→ **INSTRUCTION**: Write out every line of the data below verbatim, leaving out the pictures.

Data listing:
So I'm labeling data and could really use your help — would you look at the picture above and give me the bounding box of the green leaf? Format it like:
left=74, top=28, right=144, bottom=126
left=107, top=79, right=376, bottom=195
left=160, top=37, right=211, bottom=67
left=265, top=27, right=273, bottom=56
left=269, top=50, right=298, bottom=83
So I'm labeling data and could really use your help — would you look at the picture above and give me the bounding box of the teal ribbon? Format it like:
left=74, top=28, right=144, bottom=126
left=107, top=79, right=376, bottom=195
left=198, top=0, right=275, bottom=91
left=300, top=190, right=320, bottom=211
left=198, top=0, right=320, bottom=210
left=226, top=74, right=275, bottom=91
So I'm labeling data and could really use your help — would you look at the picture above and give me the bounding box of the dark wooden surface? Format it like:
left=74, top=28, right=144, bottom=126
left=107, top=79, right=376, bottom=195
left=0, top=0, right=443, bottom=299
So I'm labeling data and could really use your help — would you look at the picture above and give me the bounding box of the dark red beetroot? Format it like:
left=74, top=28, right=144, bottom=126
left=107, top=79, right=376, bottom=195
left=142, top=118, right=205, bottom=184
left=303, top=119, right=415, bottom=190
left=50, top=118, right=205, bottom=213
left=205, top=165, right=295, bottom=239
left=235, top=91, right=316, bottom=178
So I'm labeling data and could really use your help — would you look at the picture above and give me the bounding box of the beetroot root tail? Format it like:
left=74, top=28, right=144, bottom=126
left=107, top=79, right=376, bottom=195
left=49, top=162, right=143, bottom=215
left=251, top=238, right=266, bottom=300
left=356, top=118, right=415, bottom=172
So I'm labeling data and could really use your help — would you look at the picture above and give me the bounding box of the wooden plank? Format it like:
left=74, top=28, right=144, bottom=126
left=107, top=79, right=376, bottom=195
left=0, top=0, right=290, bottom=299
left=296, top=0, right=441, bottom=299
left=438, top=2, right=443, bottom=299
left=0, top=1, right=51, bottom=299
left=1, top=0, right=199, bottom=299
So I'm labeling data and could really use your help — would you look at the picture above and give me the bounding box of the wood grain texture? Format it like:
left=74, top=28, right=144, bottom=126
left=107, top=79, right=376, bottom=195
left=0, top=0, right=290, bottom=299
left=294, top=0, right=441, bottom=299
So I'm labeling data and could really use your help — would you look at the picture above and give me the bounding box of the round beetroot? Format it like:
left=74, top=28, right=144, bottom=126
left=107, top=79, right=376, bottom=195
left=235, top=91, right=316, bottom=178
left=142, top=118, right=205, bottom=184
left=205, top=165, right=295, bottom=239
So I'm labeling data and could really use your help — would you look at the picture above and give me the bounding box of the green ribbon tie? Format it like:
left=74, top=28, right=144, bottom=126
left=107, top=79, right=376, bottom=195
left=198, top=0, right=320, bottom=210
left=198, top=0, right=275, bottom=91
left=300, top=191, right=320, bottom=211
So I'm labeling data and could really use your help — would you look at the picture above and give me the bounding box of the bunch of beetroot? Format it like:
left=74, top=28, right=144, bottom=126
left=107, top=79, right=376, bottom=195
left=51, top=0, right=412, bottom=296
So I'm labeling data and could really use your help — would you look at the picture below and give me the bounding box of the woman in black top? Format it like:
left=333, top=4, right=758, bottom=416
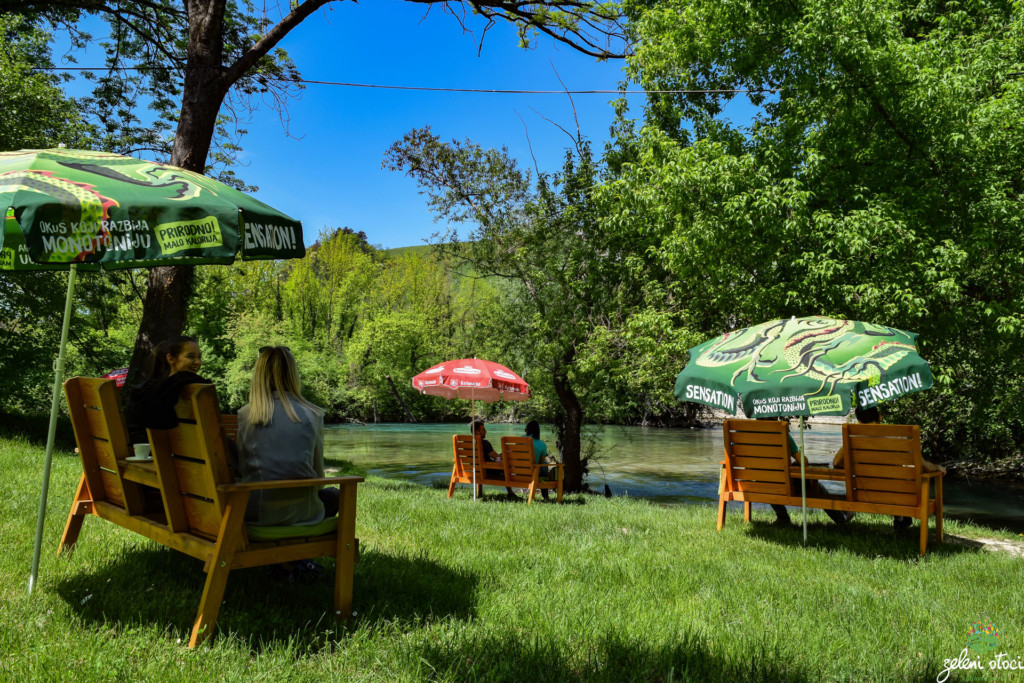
left=124, top=336, right=210, bottom=443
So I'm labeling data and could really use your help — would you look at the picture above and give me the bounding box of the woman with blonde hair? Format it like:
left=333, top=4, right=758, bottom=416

→ **SOLUTION TO THE EXERCISE**:
So I'm labeling data and could really use your help — would you look at the picture above and give me the bounding box of the green leaf? Format it like:
left=74, top=28, right=144, bottom=126
left=107, top=79, right=376, bottom=195
left=160, top=37, right=211, bottom=67
left=265, top=27, right=273, bottom=56
left=269, top=50, right=298, bottom=83
So I'm labeling data and could really use your help — would you look at the picture above and give me the bounding box of the teal ribbon? Format it like:
left=74, top=28, right=144, bottom=126
left=107, top=79, right=376, bottom=195
left=198, top=0, right=275, bottom=91
left=300, top=190, right=320, bottom=211
left=198, top=0, right=320, bottom=210
left=226, top=74, right=275, bottom=91
So I'm labeling data and could really use your help — would you look at the picture above and give me the bounding box of the dark wooden surface? Format it like:
left=74, top=28, right=144, bottom=126
left=107, top=79, right=376, bottom=195
left=0, top=0, right=443, bottom=299
So I'm labeling data and could really use your help — would you look at the picture above and give me the bounding box of the dark red beetroot? Format it like:
left=74, top=28, right=144, bottom=126
left=107, top=79, right=376, bottom=195
left=142, top=118, right=205, bottom=184
left=303, top=119, right=415, bottom=190
left=50, top=118, right=205, bottom=213
left=205, top=165, right=295, bottom=239
left=235, top=91, right=316, bottom=178
So I'm labeling data and could really use your help — would you look at the picture above and give me the bounding box of the beetroot root tail? Format it like:
left=74, top=28, right=144, bottom=126
left=107, top=79, right=376, bottom=195
left=49, top=162, right=143, bottom=215
left=251, top=238, right=266, bottom=300
left=356, top=118, right=415, bottom=172
So I'm labeling data and could really use your help — would you look at the picture above and give me the bounding box of the wooden plank? Format it like:
left=74, top=28, right=144, bottom=126
left=107, top=79, right=376, bottom=195
left=0, top=0, right=290, bottom=299
left=296, top=0, right=441, bottom=299
left=438, top=2, right=443, bottom=299
left=0, top=1, right=51, bottom=299
left=1, top=0, right=199, bottom=299
So I'm labeling data and could really use your help — would you look at the picture above and give me the bounding box of the wood grain texture? Format it like:
left=74, top=28, right=144, bottom=126
left=107, top=79, right=376, bottom=195
left=0, top=0, right=290, bottom=299
left=294, top=0, right=441, bottom=299
So I'm labeling data and could really use your help — would you look at the picture above and give me the bounding box of the round beetroot? Format it like:
left=74, top=28, right=144, bottom=126
left=107, top=79, right=376, bottom=195
left=235, top=91, right=316, bottom=178
left=142, top=118, right=205, bottom=184
left=205, top=165, right=295, bottom=239
So I'm labeling data and could really use your help — would you look at the picture above and give me the bounding box of the green ribbon tie? Format it like:
left=74, top=28, right=144, bottom=126
left=107, top=79, right=376, bottom=195
left=198, top=0, right=320, bottom=210
left=198, top=0, right=275, bottom=91
left=300, top=191, right=320, bottom=211
So I'm labeling data and could really use your help — would you look at the picture above and give me the bounding box of the bunch of beetroot? Format it like:
left=74, top=28, right=144, bottom=126
left=107, top=79, right=376, bottom=195
left=51, top=0, right=412, bottom=296
So I'm labeling data and could really use your help — would you look at the picture below and give me the bounding box of the woman in black top? Format it like:
left=333, top=4, right=758, bottom=416
left=124, top=336, right=210, bottom=443
So I'm labeling data and could really use your help — would you look at the picture above and give me the bounding box of the woman with blonde hair? Format it like:
left=333, top=4, right=758, bottom=416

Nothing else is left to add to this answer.